SHORT PROBLEM: Below are some entries; can you quote all of them exactly?

┌─ SUPPLIED MATERIAL

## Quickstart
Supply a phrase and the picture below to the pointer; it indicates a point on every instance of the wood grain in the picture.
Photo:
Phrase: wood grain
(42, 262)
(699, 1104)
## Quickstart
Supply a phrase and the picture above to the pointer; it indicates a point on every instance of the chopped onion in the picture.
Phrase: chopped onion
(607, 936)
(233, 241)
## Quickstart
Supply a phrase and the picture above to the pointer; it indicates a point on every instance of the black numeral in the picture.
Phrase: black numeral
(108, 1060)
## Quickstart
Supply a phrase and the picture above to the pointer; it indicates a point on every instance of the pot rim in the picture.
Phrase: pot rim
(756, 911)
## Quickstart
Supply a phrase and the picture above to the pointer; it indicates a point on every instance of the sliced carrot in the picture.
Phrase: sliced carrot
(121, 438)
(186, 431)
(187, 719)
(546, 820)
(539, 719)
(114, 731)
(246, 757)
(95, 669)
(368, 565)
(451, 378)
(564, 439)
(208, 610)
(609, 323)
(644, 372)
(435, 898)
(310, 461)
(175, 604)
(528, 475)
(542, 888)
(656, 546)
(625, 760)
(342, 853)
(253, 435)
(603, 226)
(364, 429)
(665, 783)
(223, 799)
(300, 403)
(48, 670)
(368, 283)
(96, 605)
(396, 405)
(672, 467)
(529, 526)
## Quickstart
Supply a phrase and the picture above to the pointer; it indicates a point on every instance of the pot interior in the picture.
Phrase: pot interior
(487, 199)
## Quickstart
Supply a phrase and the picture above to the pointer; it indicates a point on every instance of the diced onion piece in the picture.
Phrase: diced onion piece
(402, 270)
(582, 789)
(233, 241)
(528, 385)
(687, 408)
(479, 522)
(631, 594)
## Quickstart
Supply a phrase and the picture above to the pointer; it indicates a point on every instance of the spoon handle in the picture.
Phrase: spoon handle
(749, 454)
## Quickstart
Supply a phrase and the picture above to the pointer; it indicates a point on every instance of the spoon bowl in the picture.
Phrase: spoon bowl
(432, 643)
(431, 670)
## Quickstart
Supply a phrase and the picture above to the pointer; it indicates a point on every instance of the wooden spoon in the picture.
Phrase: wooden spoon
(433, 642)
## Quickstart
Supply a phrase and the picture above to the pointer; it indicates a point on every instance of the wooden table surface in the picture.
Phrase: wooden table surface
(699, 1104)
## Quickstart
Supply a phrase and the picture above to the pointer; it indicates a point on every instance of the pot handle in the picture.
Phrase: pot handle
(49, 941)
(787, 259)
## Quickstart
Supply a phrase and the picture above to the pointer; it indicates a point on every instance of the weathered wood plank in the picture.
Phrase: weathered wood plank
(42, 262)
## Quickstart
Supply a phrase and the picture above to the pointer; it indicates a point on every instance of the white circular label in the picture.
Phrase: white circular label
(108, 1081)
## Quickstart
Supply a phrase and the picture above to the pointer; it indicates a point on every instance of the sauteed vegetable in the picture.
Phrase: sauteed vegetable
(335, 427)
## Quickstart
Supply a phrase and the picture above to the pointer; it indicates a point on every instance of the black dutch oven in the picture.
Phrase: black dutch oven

└─

ANSWER TO THE TASK:
## Quickstart
Supply a phrase and the picture below to the pointer; it indicates a point on every instance of the wood grain in the picture.
Photo:
Phrase: wood grain
(42, 262)
(699, 1104)
## Quickstart
Supply a phrase and the picture above to the pointer; it indicates a point on every instance of the chopped onion in the picture.
Phrase: chopped onion
(607, 936)
(233, 241)
## Quickstart
Supply a phrase and the picture above to the pointer; it indicates a point on every instance of the black numeral in the picture.
Phrase: black numeral
(108, 1060)
## Quickstart
Supply a phrase and the picture above to the pointer; it indicates a point on every instance of the pot rim in the picture.
Phrase: pot rim
(756, 911)
## Quickstart
Supply a phrase and the picture above to the pointer; it indicates a point on every instance of the sliced carrot in the picture.
Phrase: sliced carrot
(121, 438)
(186, 431)
(187, 719)
(546, 820)
(539, 719)
(114, 731)
(246, 757)
(95, 669)
(368, 565)
(451, 378)
(564, 439)
(208, 610)
(609, 323)
(644, 372)
(435, 898)
(310, 461)
(175, 604)
(528, 475)
(542, 888)
(656, 546)
(625, 760)
(342, 853)
(253, 435)
(603, 226)
(364, 429)
(665, 783)
(223, 799)
(300, 403)
(48, 670)
(368, 283)
(96, 605)
(396, 405)
(672, 467)
(529, 526)
## Quickstart
Supply a phrase and the picture above to the pointer; it indicates a point on every instance of the pot interior in the picture.
Phrase: pot interior
(487, 199)
## Quickstart
Supply a phrase and the picture above to the pointer; it indicates a point on every instance of the diced onion piece in the picture.
Phrase: diced onion piece
(402, 270)
(582, 789)
(233, 241)
(528, 385)
(687, 408)
(479, 522)
(631, 594)
## Quickstart
Supply a phrase and the picture above to the pointer; it indicates a point on every instance of the spoon handle in the picture.
Phrase: spoon handle
(749, 454)
## Quickstart
Supply a phrase and the picture above to the pointer; it indicates a point on every instance of the spoon bowl in the picture.
Phrase: spoon bowl
(432, 643)
(431, 670)
## Quickstart
Supply a phrase and the picture above to the pointer; it indicates a point on every instance of the wooden spoon in the picture.
Phrase: wooden spoon
(433, 642)
## Quickstart
Supply a phrase and the picture above to the pointer; it indicates a point on every instance of the wooden table surface in the picture.
Phrase: wooden table surface
(699, 1104)
## Quickstart
Supply a phrase and the picture above to the pointer; it indicates a point on every instance of the pot handle in the picture.
Phrase: pot handle
(49, 941)
(787, 259)
## Quickstart
Supply a phrase and the picture above to the pointer; it indicates a point on every instance of the weathered wood plank in the picture.
Phrase: weathered wood plank
(42, 262)
## Quickstart
Supply a phrase and the picture above to the pointer; it indicates a point on every instance of the white circular label in the picture.
Phrase: white circular label
(108, 1081)
## Quickstart
Supply a phrase and the picture above to the pointer; it indicates a point on every instance of the sauteed vegetable in the picture.
Phrase: sauteed vegetable
(335, 427)
## Quickstart
Supply a phrase and the picture above to the pointer; it indicates a point on every instance of the black dutch oven in the picture.
Phrase: black dutch oven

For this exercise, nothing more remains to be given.